┌──

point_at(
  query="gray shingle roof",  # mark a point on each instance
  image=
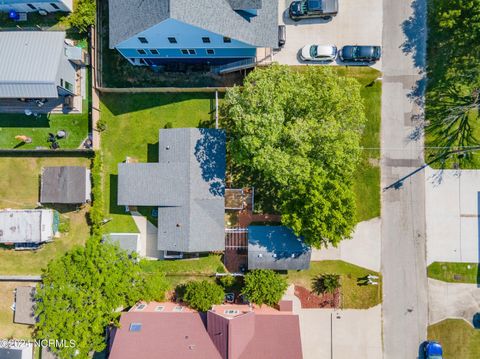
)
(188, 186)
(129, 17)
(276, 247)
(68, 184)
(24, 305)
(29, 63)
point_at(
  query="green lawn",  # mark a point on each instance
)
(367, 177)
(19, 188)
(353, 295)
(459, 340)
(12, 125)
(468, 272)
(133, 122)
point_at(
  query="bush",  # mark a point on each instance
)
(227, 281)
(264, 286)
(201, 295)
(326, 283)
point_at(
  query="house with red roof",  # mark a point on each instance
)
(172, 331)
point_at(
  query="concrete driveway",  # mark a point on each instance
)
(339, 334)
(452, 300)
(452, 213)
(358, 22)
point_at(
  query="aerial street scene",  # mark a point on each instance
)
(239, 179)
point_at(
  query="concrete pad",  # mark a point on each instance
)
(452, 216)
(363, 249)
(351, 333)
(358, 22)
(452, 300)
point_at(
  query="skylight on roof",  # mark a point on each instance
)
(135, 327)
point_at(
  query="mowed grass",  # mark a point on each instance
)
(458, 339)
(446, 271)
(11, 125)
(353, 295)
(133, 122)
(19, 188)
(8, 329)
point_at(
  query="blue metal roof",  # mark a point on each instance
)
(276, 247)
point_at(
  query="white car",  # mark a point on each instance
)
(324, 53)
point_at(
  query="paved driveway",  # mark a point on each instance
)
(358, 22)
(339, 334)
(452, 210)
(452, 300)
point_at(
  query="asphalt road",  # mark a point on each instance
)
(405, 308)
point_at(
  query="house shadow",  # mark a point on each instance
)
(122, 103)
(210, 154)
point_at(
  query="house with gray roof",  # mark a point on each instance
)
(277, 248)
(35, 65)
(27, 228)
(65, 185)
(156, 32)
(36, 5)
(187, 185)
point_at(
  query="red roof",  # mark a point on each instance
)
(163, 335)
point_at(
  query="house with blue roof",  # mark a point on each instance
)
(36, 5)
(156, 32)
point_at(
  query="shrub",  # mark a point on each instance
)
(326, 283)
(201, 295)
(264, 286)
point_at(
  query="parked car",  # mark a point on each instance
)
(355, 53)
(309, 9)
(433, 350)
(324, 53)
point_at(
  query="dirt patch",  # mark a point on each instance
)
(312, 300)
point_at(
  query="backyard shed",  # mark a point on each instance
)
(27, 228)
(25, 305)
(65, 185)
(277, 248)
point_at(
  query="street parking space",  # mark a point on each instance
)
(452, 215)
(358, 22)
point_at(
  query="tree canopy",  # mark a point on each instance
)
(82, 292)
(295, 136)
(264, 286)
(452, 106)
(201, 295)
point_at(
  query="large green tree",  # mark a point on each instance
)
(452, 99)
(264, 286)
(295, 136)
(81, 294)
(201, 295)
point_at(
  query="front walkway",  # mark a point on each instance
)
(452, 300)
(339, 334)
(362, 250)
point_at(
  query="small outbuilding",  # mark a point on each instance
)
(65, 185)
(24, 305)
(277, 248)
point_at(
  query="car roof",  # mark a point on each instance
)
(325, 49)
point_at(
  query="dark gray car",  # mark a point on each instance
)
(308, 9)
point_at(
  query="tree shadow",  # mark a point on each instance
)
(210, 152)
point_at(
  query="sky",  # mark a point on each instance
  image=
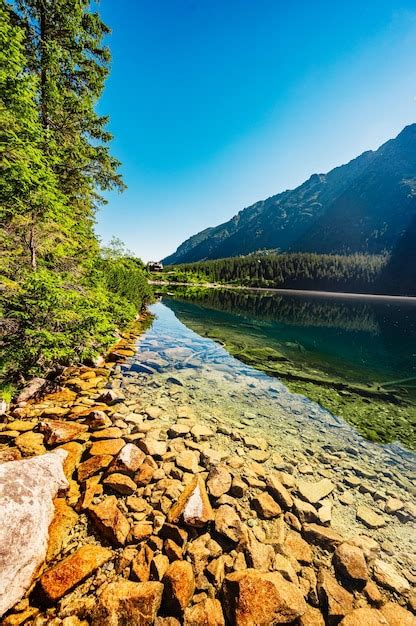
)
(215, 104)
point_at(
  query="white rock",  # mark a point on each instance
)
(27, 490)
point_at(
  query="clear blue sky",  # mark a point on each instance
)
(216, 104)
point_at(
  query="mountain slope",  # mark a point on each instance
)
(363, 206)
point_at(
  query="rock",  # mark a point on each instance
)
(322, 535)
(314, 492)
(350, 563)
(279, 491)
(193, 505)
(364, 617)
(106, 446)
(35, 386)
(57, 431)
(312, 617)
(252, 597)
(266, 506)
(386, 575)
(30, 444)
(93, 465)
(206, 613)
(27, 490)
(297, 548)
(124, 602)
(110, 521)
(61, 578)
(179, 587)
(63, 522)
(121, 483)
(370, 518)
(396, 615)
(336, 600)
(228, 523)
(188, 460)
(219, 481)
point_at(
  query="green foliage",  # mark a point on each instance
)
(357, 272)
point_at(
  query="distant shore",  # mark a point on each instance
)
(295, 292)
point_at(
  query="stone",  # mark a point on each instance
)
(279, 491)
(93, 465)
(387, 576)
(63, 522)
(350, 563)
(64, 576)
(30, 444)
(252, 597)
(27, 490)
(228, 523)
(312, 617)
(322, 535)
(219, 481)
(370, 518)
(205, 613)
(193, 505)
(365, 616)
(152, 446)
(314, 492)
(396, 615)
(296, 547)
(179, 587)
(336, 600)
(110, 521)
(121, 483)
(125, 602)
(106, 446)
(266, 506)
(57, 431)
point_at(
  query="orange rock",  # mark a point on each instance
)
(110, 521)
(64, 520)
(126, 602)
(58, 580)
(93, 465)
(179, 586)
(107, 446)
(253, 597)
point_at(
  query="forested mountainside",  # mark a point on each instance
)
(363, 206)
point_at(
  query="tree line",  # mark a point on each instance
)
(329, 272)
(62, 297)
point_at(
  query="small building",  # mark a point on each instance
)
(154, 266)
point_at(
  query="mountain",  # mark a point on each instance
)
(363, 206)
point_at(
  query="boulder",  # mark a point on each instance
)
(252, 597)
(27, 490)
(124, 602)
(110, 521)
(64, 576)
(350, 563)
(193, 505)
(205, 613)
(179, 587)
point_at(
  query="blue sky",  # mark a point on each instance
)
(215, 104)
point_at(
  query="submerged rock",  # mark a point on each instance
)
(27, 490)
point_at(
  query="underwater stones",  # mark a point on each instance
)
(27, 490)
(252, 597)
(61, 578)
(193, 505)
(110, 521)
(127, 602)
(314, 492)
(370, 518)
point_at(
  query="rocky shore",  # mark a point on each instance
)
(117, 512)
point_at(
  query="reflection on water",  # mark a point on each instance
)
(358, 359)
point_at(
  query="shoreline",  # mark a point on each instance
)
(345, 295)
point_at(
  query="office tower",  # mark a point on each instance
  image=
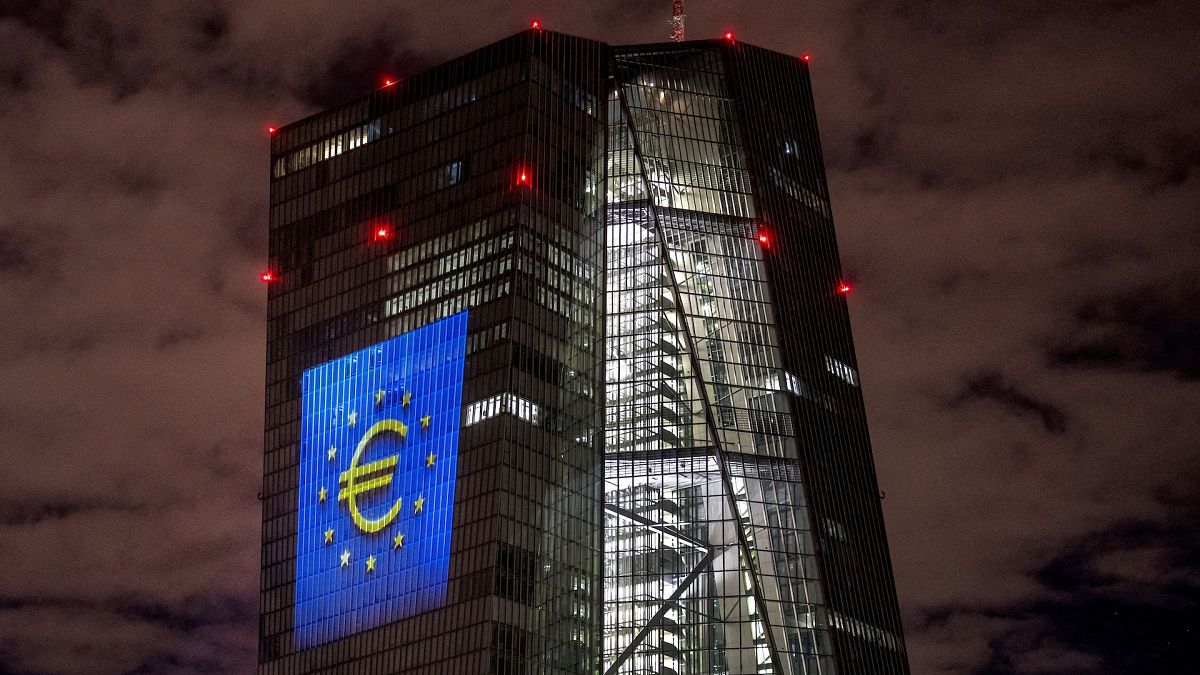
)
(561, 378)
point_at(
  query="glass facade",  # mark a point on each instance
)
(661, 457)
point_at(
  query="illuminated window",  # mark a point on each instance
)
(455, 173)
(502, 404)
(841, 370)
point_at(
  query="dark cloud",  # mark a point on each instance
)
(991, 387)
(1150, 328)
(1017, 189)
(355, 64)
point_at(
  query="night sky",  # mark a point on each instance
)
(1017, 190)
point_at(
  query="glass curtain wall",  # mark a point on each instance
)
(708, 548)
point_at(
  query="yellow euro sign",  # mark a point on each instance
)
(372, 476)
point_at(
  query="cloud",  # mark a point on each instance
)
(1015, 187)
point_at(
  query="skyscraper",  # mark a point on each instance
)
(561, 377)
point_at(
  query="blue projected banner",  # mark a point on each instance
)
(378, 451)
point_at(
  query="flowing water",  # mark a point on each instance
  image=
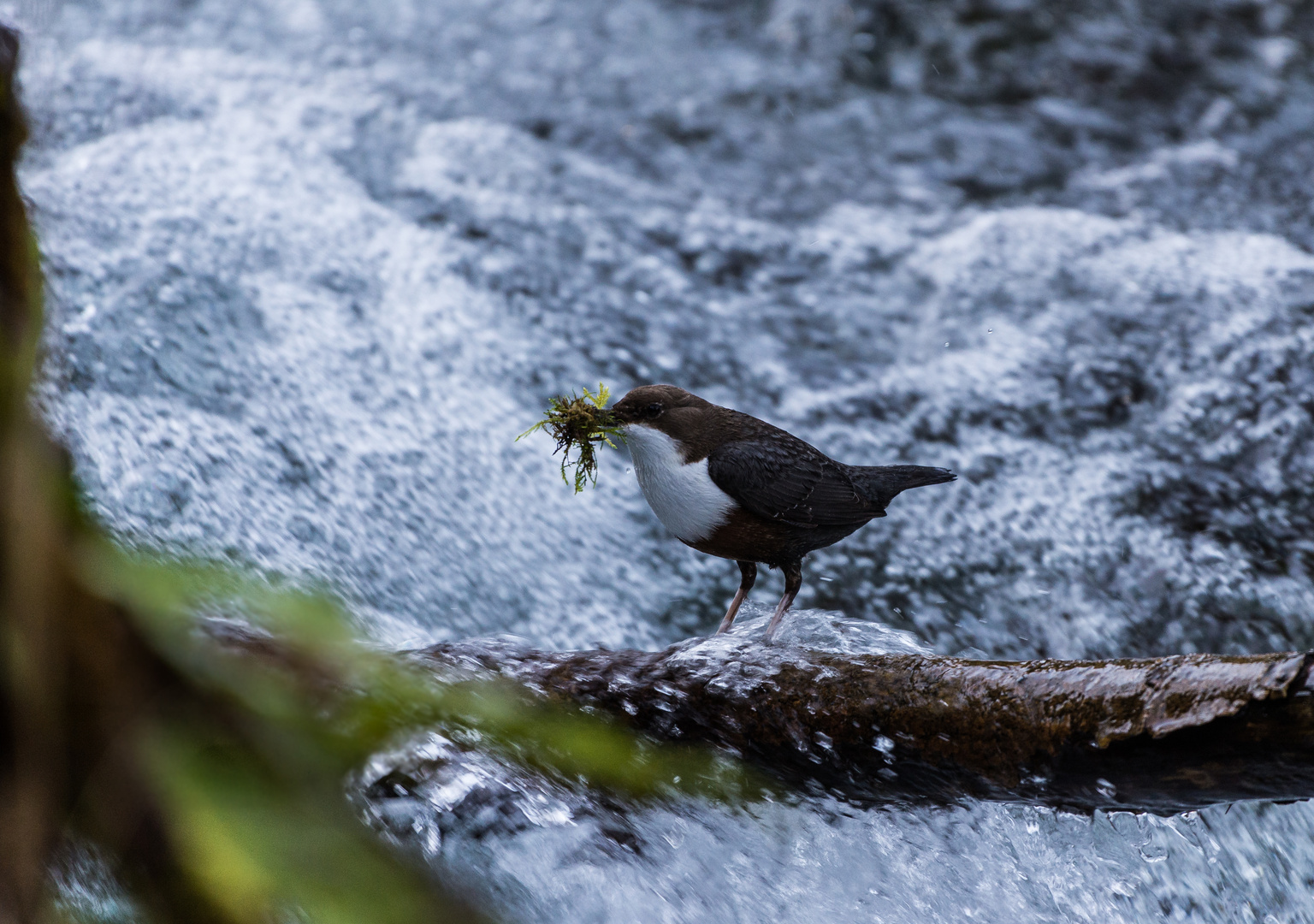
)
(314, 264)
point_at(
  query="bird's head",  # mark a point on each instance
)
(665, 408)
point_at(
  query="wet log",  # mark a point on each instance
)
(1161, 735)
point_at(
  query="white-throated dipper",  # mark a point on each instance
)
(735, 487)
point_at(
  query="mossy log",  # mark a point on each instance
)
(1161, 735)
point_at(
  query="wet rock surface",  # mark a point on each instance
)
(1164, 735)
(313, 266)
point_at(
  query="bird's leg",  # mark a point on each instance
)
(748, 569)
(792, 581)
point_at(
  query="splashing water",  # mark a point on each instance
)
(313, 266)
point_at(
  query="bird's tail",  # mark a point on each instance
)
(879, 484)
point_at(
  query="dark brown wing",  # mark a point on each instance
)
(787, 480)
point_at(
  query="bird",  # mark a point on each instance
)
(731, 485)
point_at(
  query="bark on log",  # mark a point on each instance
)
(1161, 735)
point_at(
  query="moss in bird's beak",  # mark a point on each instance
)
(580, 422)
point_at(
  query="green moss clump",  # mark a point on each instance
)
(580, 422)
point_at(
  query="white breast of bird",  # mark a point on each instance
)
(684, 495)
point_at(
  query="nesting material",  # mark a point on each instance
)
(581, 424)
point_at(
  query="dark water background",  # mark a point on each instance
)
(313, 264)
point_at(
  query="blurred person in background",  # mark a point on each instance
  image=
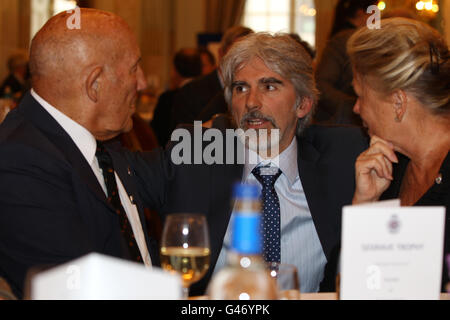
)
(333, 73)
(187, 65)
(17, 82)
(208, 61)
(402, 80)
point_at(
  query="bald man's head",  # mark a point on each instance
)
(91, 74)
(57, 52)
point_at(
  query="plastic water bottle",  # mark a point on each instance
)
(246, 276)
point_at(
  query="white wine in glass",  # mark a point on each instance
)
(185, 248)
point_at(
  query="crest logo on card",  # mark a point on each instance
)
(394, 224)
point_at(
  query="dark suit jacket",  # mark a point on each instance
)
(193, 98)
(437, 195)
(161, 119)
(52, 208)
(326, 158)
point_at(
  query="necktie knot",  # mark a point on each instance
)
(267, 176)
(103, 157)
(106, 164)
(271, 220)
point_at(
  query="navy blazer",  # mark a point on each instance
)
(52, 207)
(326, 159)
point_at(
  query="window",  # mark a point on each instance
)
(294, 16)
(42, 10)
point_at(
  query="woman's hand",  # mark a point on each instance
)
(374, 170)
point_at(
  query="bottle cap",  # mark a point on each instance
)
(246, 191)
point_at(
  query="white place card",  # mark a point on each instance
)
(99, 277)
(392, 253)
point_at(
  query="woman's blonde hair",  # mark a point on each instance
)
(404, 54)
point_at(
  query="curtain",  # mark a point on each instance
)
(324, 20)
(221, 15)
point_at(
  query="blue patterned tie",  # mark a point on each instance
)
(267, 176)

└──

REQUIREMENT: Report each line of the listing that contains the string "house", matching case exactly.

ANSWER TO THE EXERCISE:
  query="house with red roof",  # mark a point on each instance
  query="house shadow",  # mark a point on each instance
  query="house with gray roof",  # mark a point on each instance
  query="house with blue roof",  # mark a point on each instance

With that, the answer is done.